# Irish Forum Meet 2017......Ballyliffin



## smange (Feb 16, 2017)

Hi Guys

After a couple of years with no Irish meet I'm looking at organising one for this year and planning on a return to the original (and best) scene of the ICC.......Ballyliffin!!

We previously had 3 meets there and they were all fantastic weekends and on top quality links courses. I'm biased being a member there but for anyone who hasn't played there before here are a few pics to whet your appetite http://www.ballyliffingolfclub.com/gallery/

Both courses are in the top 18 of Golf Digests top 100 Irish Golf Courses.

The dates I'm looking at are 12th and 13th August and for anyone travelling and looking for an extra game or two to make it a longer trip we will definitely be organising something for the Friday and maybe more if wanted, there is an abundance of quality links courses within an hour.

I know it's a bit early to commit but I'm trying to get a rough number so can get as good a price as I can and similarly with accommodation.

So anyone who is seriously interested please put your name down here and once we get a rough idea I can get a price and start looking at confirming things.

> [TO BE DONE]:
**A.** Answer these questions from the forum post about the Ballyliffin meet:
(i) Which dates are proposed for the meet?
(ii) How many meets were previously held at Ballyliffin?
(iii) Where do both courses place in Golf Digest's top 100 Irish golf courses?
**B.** Pick up the forum post about the Ballyliffin golf meet after its last sentence and carry it on.
The material after this point is not needed.

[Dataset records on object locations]
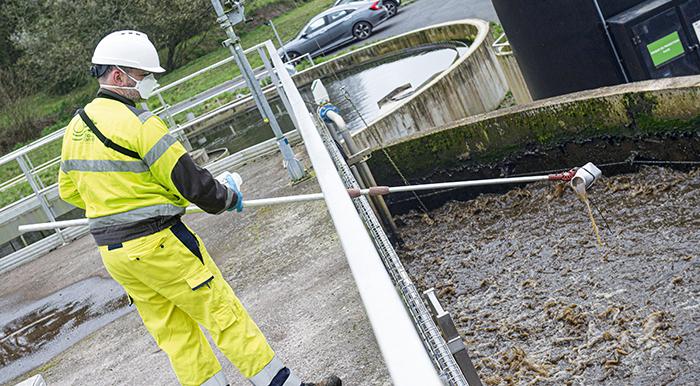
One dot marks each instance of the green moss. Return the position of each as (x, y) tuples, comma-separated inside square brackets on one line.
[(492, 140), (639, 103)]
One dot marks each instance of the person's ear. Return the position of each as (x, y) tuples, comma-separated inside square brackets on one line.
[(117, 78)]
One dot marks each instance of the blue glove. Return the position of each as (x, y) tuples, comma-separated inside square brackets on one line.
[(232, 184)]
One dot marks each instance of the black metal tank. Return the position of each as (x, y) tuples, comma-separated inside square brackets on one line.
[(561, 45)]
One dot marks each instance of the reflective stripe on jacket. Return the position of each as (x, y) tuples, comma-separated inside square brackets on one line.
[(123, 197)]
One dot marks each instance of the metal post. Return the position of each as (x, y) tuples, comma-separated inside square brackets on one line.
[(278, 85), (227, 19), (167, 110), (286, 57), (37, 192), (454, 340), (612, 45)]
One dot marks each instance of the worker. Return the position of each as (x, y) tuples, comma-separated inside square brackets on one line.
[(134, 180)]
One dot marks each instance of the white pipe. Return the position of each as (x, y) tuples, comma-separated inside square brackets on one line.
[(404, 354), (379, 190), (462, 184), (190, 209)]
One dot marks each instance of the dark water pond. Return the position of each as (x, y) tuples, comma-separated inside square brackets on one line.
[(32, 335), (355, 92), (539, 302)]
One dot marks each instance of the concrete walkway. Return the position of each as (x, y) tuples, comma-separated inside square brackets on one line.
[(285, 264)]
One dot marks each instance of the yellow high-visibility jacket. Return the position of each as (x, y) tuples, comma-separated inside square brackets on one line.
[(125, 198)]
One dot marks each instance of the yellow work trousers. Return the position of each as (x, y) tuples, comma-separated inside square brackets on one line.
[(175, 286)]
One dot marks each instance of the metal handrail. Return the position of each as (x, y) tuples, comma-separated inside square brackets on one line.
[(19, 178)]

> [ANSWERS PROVIDED]:
**A.**
(i) The 12th and 13th of August.
(ii) Three.
(iii) Both are in the top 18.

**B.**
----------



## Farneyman (Feb 16, 2017)

These dates could suit me. I will keep a close eye on this thread. :thup:


----------



## patricks148 (Feb 17, 2017)

id be interested too subject to dates.


----------



## Fish (Feb 17, 2017)

I would be very interested in playing over there but I'm at Gainsborough those dates, I would also like a year to plan as I commit to most trips very early in the year and most of this year is well & truly booked now, maybe something for 2018 could be started as these kind of trips take a bit more of a commitment and planning when you're based across the water.


----------



## huds1475 (Feb 17, 2017)

Will be on holiday 

But good luck with everything, potentially a cracker :thup:


----------



## smange (Feb 17, 2017)

Looking at our fixtures for August the only other viable weekend is the weekend before which is the 5th & 6th so if you are seriously interested in attending can you state your preference as to dates.

Two choices are the weekend of 5th & 6th August or the 12th & 13th


----------



## PhilTheFragger (Feb 17, 2017)

Dates are good for me Steve. Put me down for a few Smithwicks


----------



## smange (Feb 17, 2017)

PhilTheFragger said:



			Dates are good for me Steve. Put me down for a few Smithwicks 

Click to expand...

Good man Phil, any preference over which weekend or you good to go either of them?


----------



## IanM (Feb 17, 2017)

I would come over for a game subject to dates....


----------



## Hendo434 (Feb 17, 2017)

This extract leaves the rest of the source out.